Send back every record exactly.

- - - -

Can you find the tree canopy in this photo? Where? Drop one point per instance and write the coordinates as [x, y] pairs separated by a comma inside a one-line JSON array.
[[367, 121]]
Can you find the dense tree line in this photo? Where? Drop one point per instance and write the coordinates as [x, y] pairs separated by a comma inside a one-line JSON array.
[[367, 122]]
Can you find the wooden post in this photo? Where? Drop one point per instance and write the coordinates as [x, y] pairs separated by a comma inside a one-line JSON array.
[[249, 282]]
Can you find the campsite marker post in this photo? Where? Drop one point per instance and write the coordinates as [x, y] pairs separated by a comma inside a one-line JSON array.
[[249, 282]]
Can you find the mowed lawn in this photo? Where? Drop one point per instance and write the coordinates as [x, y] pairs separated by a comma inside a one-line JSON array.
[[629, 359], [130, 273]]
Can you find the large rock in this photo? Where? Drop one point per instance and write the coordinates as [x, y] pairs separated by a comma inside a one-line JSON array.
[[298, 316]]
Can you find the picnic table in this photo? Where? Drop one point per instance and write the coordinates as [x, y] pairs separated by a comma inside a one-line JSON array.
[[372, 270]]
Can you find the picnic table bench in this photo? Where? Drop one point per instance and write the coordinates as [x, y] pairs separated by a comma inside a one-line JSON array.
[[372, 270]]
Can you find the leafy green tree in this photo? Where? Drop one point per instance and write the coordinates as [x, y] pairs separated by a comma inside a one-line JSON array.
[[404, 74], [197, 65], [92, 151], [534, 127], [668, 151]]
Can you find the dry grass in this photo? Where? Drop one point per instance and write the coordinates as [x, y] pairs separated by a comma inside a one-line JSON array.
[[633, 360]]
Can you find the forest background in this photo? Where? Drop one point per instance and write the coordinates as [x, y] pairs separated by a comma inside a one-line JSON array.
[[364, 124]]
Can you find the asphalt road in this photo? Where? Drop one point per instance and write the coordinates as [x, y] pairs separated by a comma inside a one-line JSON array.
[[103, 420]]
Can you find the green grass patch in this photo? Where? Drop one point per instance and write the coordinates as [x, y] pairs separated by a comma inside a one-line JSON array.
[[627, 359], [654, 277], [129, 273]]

- - - -

- Written reply -
Can you find the tree canopy in this photo? Where? Drop one point per instance and write the coordinates as [x, y] pairs separated by a comma inside a one-line JSON array.
[[367, 121]]
Can you find the dense tree line in this photo? Where? Drop one point per instance and write the coordinates as [x, y] pairs separated by a comma inside a one-line JSON array.
[[367, 122]]
Can you find the wooden post in this photo? Where? Drop one point per instance and write the coordinates as [x, y] pairs separated by a comma inside a one-line JSON array.
[[249, 282]]
Can you find the campsite marker post in this photo? Where? Drop one point per instance and write the coordinates as [x, y] pairs separated by a comma inside a one-line JSON array.
[[249, 282]]
Can you find the mowed lawn in this photo? Where? Drop one point per instance and write the coordinates as [x, y] pairs separated by a comma inside a one-line JSON array.
[[629, 359], [130, 273]]
Can you find the large rock in this photo? Where? Drop one point per instance and write the coordinates as [x, y] pairs separated by a comma inside a one-line JSON array.
[[298, 316]]
Can you find the picnic table in this photo? Where? Drop one point per instance and write the coordinates as [x, y] pairs separated by a comma inside a one-line JSON array.
[[372, 270]]
Can you find the picnic table bench in this photo? Where? Drop one point per instance and write the coordinates as [x, y] pairs separated by a comma inside a one-line JSON array.
[[372, 270]]
Can you find the leafy green tree in this photo? Where? Drop one point per instance and write the coordinates as [x, y] pairs separated by a comma inside a one-line JSON array.
[[404, 74], [197, 65], [92, 151], [534, 127], [668, 151]]
Can you find the dry grass in this photo? Where? Drop one point per instance and write the coordinates as [x, y] pairs separated by a comma inside a one-line JSON array.
[[633, 360]]
Can you find the forest background in this photo? Where? Drop one point per instance and write the coordinates as [x, y] pairs separated by a comma inside a one-line JSON array.
[[364, 124]]
Can you find the asphalt road in this photo? Where? Drop one point per instance and write the coordinates as [x, y] pairs separated by a comma inside a one-line JSON array.
[[103, 420]]
Can you find the green grass patch in this photo? Where? Drop one point per instance and write the coordinates as [x, y] pairs separated by a comma inside a one-line JSON array.
[[627, 359], [654, 277], [129, 273]]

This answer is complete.